> **Request 1**
Tally the lines of the listing below that contain the string "negative", counting only matches with the same case. Reply with the number alone.

> **Reading text**

BEGIN

Giveaways & Contests

Instagram giveaway rules and compliance

What Instagram, the FTC, and US sweepstakes law require — without the legalese.

8 min read Updated April 29, 2026

Instagram giveaways live at the intersection of three rule sets: Instagram's own Promotion Guidelines, the FTC's endorsement and disclosure rules, and US state sweepstakes law. Most giveaways that get pulled, reported, or quietly throttled break one of the easy ones. Here's what each set actually requires and where creators get tripped up.

What Instagram's Promotion Guidelines actually say

Instagram's Promotion Guidelines are short and frequently misread. The platform allows promotions on personal timelines and brand accounts, but it puts three obligations on the host. You must include an official rules document, a release for Instagram (acknowledging the promotion is not sponsored, endorsed, or administered by Meta), and eligibility terms — including any country or age restrictions.

The platform also bans a specific entry mechanic that creators love: tagging yourself in a photo you're not in. "Tag yourself in this photo to enter" is explicitly disallowed. Tagging a friend in a comment, sharing to stories, following, and commenting are all fine. Inaccurate tagging is the line.

Instagram does not require pre-approval for giveaways, and there's no formal submission process. The guidelines are enforced reactively — usually after a competitor reports the post — so building a giveaway that complies on day one is far cheaper than rebuilding one that gets flagged on day five.

FTC disclosures most creators skip

The FTC treats a giveaway as a material connection between the brand and the entrant the moment a post or story is involved. That triggers two disclosure obligations:

  • Sponsored hashtag — entries posted by participants on social need a clear "#ad" or "#sponsored" tag, or a plain-language equivalent in the caption. "Hidden" disclosures inside a wall of hashtags don't count.
  • Influencer partnerships — if you pay or send free product to a creator to promote the giveaway, that's a paid partnership and needs the platform's branded-content tag plus a clear disclosure in the post itself.
  • Endorsements — testimonials in your giveaway promotion need to reflect what a typical customer would experience, not the best result you've ever seen.

END

> **Request 2**
According to the text on Instagram giveaway rules, which entry mechanic does Instagram explicitly disallow?

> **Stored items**

BEGIN

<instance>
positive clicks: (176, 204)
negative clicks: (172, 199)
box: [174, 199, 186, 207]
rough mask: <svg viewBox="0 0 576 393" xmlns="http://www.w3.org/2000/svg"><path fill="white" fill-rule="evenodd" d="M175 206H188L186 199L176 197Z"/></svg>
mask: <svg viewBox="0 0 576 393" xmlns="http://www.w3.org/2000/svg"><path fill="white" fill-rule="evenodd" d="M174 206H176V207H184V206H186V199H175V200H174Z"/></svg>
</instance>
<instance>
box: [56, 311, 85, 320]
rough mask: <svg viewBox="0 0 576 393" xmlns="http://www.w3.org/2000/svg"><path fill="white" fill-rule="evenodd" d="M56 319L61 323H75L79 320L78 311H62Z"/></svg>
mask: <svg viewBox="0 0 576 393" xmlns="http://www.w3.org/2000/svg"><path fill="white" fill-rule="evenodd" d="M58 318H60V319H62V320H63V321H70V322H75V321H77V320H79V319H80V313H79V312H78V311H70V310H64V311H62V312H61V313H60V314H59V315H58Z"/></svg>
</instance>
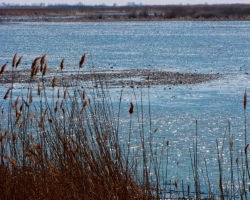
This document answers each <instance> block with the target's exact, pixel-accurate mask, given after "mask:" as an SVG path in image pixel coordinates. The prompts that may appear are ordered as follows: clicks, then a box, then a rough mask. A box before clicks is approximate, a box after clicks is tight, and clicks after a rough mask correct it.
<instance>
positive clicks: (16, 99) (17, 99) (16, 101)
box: [15, 96, 19, 108]
mask: <svg viewBox="0 0 250 200" xmlns="http://www.w3.org/2000/svg"><path fill="white" fill-rule="evenodd" d="M18 103H19V96H18V97H17V98H16V100H15V108H17V107H18Z"/></svg>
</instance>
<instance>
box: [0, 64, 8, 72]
mask: <svg viewBox="0 0 250 200" xmlns="http://www.w3.org/2000/svg"><path fill="white" fill-rule="evenodd" d="M6 68H7V64H4V65H3V66H2V67H1V70H0V74H3V73H4V72H5V71H6Z"/></svg>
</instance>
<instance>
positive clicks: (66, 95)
mask: <svg viewBox="0 0 250 200" xmlns="http://www.w3.org/2000/svg"><path fill="white" fill-rule="evenodd" d="M66 96H67V90H64V92H63V99H66Z"/></svg>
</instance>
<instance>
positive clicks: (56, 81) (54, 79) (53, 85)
mask: <svg viewBox="0 0 250 200" xmlns="http://www.w3.org/2000/svg"><path fill="white" fill-rule="evenodd" d="M55 86H57V80H56V77H54V78H53V79H52V87H53V88H54V87H55Z"/></svg>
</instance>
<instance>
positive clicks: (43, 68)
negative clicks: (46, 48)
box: [42, 63, 48, 76]
mask: <svg viewBox="0 0 250 200" xmlns="http://www.w3.org/2000/svg"><path fill="white" fill-rule="evenodd" d="M47 70H48V65H47V63H45V65H44V67H43V73H42V75H43V76H45V75H46V73H47Z"/></svg>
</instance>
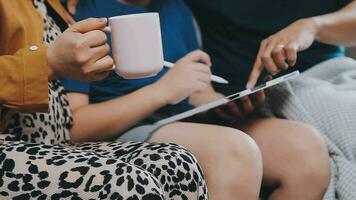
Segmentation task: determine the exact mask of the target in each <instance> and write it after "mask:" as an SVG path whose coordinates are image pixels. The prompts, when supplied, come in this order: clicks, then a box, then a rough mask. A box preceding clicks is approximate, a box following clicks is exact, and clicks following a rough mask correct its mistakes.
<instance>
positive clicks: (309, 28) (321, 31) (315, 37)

END

> **Worked solution 1**
2

> **Worked solution 2**
Instagram disallows tagging yourself in a photo you're not in.